Source —
* * *
Le géant l’a présentée comme hyper puissante lors du Google I/O 2024 ; mais au-delà de sa vitesse de traitement, elle ne conquerra les cœurs que si ses réponses sont pertinentes…
Et pour cela, sa base documentaire de qualité (vos contenus !) doit être irréprochable !
Des critères de plus en plus subtils
Ces derniers mois pourtant, Google semble de plus en plus pointilleux sur les critères qui décrivent les comportements spammy.
Jusqu’à peu, les guidelines étaient plutôt claires :
- Ne cachez pas de contenu sur votre site
- Ne faites pas de cloaking
- N’utilisez pas de liens toxiques
- …
La ligne est désormais bien plus ténue :
- Proposez du contenu pensé pour les humains et par les humains. Finalement, les contenus IA sont tout aussi pertinents !
- N’abusez pas des domaines expirés
L’impact de l’update “site reputation abuse” aux USA
Des sanctions lourdes parmi les géants du secteur
Sur le marché US, certains sites de presse ont rapidement anticipé l’update.
C’est le cas notamment de Forbes.com, qui a désindexé son répertoire dédié aux codes promo forbes.com/coupons dès le mois d’avril (cela concerne plusieurs milliers de pages tout de même !) :
D’autres ont été moins prévoyants, et ont subi les foudres de Google début mai.
* * *
Données fournies —

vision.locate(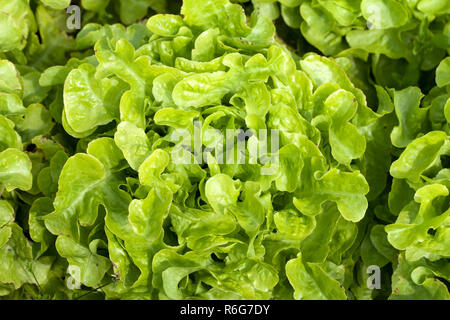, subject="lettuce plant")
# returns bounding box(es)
[241,0,450,89]
[0,0,450,299]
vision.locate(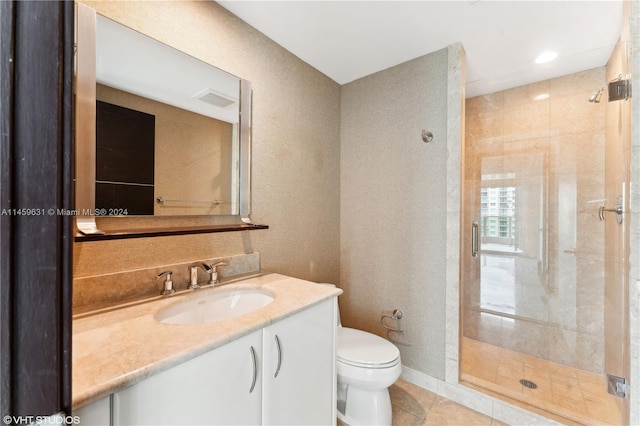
* * *
Actions à mener —
**a)** Imprimez le passage de l'extrait sur Google qui commence aux mots « - N’abusez pas » et s'arrête après « rapidement anticipé l’update. ».
**b)** Selon l'extrait sur Google, quel répertoire Forbes.com a-t-il désindexé dès le mois d'avril ?
**c)** Énumérez les consignes que l'extrait sur Google présente comme les anciennes règles plutôt claires.

Solutions —
**a)**
- N’abusez pas des domaines expirés
L’impact de l’update “site reputation abuse” aux USA
Des sanctions lourdes parmi les géants du secteur
Sur le marché US, certains sites de presse ont rapidement anticipé l’update.

**b)** Son répertoire dédié aux codes promo, forbes.com/coupons.

**c)**
- Ne cachez pas de contenu sur votre site
- Ne faites pas de cloaking
- N'utilisez pas de liens toxiques